▶ Set problem:
Reproduce every line of the material below word for word.

□ □ □ □ □

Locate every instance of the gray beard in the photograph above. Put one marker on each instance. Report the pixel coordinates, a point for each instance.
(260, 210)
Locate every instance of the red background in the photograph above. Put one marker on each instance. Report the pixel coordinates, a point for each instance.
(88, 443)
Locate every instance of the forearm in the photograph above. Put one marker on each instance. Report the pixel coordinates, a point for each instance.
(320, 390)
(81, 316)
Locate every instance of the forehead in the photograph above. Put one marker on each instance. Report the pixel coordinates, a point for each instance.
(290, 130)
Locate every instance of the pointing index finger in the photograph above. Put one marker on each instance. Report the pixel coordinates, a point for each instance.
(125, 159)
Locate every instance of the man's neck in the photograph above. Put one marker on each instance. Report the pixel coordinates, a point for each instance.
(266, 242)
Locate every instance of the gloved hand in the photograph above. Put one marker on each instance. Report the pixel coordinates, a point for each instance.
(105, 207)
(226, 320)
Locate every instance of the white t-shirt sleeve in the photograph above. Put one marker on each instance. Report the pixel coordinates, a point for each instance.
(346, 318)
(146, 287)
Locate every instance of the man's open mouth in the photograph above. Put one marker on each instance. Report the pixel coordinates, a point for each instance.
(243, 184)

□ □ □ □ □

▶ Full answer:
Locate every instance of the gray beard in the photograph above. Put one marker on each instance. Report the pixel coordinates, a point for each instance.
(260, 210)
Locate every instance of the red background in the photograph above. Put one marker on each instance. Report the pixel coordinates, a point for each instance.
(88, 443)
Locate every instance of the forearm in the photograph above. Put one marker on each instance. Report the pixel coordinates, a point for each instance.
(320, 390)
(81, 316)
Locate every instance of the forehead in the photograph above. Put one marker on each instance. Report the pixel coordinates, a point for each instance.
(290, 130)
Locate every instance of the pointing index finger in the photograph above. Put one marker on each instance. Report the pixel coordinates, a point for each instance.
(125, 159)
Locate every instance of the man's neck in the photograph above. Put one marker on each instance. Report the pixel coordinates, a point for each instance.
(266, 242)
Locate every instance of the gloved hand in the photograph above. Put one marker on each instance. Report the pixel coordinates, a point for each instance.
(105, 207)
(226, 320)
Locate every instance of the white t-shirt sleeve in the photograph above. Put one marker on each instance. Report the pixel coordinates, a point for each instance.
(346, 318)
(146, 287)
Locate every instance of the man's open mouth in the photograph above. Put one marker on each instance. Report the pixel coordinates, a point for each instance.
(243, 184)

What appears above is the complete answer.